++++ Text extract ++++

Studies have shown that modifying the structures of polymer gels can significantly affect their properties, but it is unclear why. To learn how and why that happens, a team of researchers from the Massachusetts Institute of Technology (MIT) and the Department of Energy’s (DOE’s) Oak Ridge National Laboratory (ORNL) are using neutron scattering to take a deeper look.

Polymer gels are made up of polymer chains with junctions connecting them. As thermodynamic conditions change, the sizes of the junctions change relative to the chains connecting them. The changes can cause the gels to become stronger and develop better response properties. To investigate these relationships, the researchers are using the EQ-SANS instrument at ORNL’s Spallation Neutron Source—a DOE Office of Science User Facility.

“We’re trying to understand the role of the junction size and how the junction interactions contribute to the mechanical properties of the gel,” said Christopher Lam, a postdoctoral research associate at ORNL.

Polymer gels are useful for drug delivery because their structures adapt to changes in their environment. For example, a polymer gel with temperature response properties could flow easily at room temperature but then stiffen in a warmer environment like the human body. These types of gels can help ensure that when a drug is injected into the body, it stays in the area it is meant to impact.

++++

▶ [Stated task a]
In the records, reproduce the stretch from the line containing "I'd appreciate your help finding the baby in" through the line containing "[251,84,349,154]", replacing "photo" with "image" and leaving everything else unchanged.
The polymer gel text and the records are unrelated material.

++++ Supplied material ++++

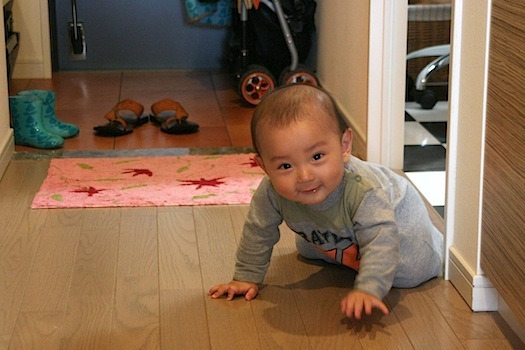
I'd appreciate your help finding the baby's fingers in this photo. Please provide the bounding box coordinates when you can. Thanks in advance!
[373,300,390,315]
[208,284,228,299]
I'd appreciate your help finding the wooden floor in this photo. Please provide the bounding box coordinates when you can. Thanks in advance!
[0,160,523,350]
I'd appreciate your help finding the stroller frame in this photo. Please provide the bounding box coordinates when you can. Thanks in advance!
[237,0,319,106]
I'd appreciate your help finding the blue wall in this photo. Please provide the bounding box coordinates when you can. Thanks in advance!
[55,0,230,70]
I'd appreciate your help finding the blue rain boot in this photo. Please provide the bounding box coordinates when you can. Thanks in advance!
[9,95,64,149]
[19,90,78,139]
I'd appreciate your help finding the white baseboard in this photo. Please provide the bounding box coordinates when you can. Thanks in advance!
[0,129,15,179]
[449,247,499,311]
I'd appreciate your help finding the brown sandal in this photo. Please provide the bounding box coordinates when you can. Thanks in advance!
[93,99,148,136]
[150,99,199,134]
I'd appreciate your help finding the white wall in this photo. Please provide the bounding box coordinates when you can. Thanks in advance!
[317,0,408,169]
[446,0,498,311]
[317,0,370,158]
[13,0,51,78]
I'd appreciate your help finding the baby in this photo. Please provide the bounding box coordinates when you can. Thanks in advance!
[208,84,443,319]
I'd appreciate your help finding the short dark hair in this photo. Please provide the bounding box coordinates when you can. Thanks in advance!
[251,84,349,154]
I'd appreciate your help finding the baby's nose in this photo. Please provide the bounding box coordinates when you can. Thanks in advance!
[297,166,314,183]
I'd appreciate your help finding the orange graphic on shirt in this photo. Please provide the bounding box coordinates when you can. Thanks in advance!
[316,244,361,271]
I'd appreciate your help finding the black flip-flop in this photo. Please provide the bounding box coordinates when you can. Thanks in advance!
[150,99,199,135]
[93,99,149,137]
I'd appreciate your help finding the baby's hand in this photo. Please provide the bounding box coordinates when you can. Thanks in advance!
[341,290,389,320]
[208,281,259,300]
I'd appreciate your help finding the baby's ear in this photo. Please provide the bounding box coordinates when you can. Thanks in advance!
[341,129,353,163]
[253,154,266,172]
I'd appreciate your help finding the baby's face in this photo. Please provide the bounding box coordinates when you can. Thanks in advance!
[255,111,352,205]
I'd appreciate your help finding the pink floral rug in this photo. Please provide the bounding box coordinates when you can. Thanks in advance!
[31,154,264,208]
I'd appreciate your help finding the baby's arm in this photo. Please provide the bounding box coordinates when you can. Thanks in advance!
[341,290,389,320]
[208,280,259,300]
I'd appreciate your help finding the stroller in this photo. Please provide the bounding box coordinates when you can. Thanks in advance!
[233,0,319,106]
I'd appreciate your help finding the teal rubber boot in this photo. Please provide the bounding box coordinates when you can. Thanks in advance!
[9,95,64,149]
[19,90,79,139]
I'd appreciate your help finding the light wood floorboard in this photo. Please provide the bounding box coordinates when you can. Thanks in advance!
[0,161,523,350]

++++

▶ [Stated task b]
According to the polymer gel text, which instrument are the researchers using to investigate these relationships?

▶ [Complete answer a]
I'd appreciate your help finding the baby in this image. Please provide the bounding box coordinates when you can. Thanks in advance!
[208,84,443,319]
I'd appreciate your help finding the short dark hair in this image. Please provide the bounding box coordinates when you can. Thanks in advance!
[251,84,349,154]

▶ [Complete answer b]
The EQ-SANS instrument at ORNL's Spallation Neutron Source.